====== ページ

明朗快活な両端楽章と優美な緩徐楽章、急-緩-急の3楽章からなり、これら3つの冒頭の音型は明確な関連を持っている。
出版譜には強弱記号すなわち「f」と「p」が珍しくも書き込まれているが、これは楽器自体が出すべき音量を表すのではない。当時のコンチェルト・グロッソ(複数の演奏グループが交代ないし合奏しながら進む協奏曲)の慣習にならえばトゥッティとソロの転換を、二段鍵盤のチェンバロ上では鍵盤の変換を指示するものと捉えるべきである。それは、音量の変化というよりも音色の変化であり、近代的なピアノにおいてはチェンバロ以上に豊かな表現が可能である。この作品が現代においてなお広く愛されている所以はここにもあろう。
しかし、イタリアの、たとえばヴィヴァルディの様式に代表されるような器楽協奏曲をチェンバロの上に写したものと単純に考えることはできない。

============

### 課題
上に掲げたチェンバロ作品に関する解説文を、最後の文に続けて書き進めてください。

====== 抜粋記録

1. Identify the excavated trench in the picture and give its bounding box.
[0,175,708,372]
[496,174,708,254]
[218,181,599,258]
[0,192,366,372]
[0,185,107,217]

============
====== 抜粋記録

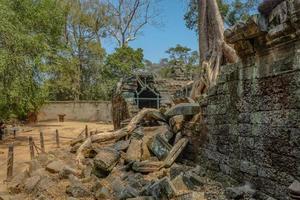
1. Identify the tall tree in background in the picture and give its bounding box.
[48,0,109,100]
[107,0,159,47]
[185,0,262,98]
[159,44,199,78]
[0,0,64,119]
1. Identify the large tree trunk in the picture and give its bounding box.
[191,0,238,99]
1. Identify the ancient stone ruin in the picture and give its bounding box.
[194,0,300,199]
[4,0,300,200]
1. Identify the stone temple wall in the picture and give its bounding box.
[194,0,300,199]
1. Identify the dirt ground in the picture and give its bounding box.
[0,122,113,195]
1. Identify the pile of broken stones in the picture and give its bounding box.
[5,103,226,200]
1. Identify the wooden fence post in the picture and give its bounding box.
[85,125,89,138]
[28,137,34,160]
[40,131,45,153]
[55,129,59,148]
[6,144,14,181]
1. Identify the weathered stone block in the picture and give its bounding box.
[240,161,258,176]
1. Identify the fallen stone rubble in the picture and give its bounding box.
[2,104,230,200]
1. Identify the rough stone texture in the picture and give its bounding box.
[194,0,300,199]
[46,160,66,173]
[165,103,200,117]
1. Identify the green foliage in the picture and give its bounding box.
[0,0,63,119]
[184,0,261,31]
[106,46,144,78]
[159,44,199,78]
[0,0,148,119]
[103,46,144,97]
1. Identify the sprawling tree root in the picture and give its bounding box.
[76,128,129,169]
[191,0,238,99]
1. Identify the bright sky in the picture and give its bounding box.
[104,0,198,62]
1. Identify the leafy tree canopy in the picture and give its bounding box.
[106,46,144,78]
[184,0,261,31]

============
====== 抜粋記録

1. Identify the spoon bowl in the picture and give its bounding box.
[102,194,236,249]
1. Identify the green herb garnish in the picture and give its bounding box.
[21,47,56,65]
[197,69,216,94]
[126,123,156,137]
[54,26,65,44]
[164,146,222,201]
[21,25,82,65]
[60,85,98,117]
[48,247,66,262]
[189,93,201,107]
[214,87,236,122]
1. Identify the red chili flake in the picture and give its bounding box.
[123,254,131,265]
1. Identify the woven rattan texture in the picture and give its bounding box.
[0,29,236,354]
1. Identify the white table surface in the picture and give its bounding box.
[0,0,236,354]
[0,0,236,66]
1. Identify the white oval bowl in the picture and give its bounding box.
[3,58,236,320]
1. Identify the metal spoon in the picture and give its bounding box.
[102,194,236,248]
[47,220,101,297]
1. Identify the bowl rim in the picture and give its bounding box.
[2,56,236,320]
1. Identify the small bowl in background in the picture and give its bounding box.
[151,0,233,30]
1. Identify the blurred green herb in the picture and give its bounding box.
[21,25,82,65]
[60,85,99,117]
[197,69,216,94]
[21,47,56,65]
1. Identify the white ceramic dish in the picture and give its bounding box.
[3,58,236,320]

============

### 回答
バッハが出版譜に記した「f」と「p」からは、リトルネッロ(反復される部分)とエピソード(展開される部分)、独奏と伴奏のパートの交代が明確には見えてこない。第1楽章では、確かに両端部のリトルネッロははっきりしている。しかし中間部では、絡み合う様々な旋律線の中から幾度も主要楽節が湧き上がろうとするが、完全に主題を再現するには至らず、フレーズは切れ目を見出さないまま組みつ解れつ進んでゆく。バッハはここで明らかに、単純明快な対比よりも自由で複雑な展開を望んだのである。第3楽章は各声部が比較的独立しており、対位法風ということもできる。さらに緻密な動機労作が盛り込まれ、楽曲は簡明ながら高い密度を保つ。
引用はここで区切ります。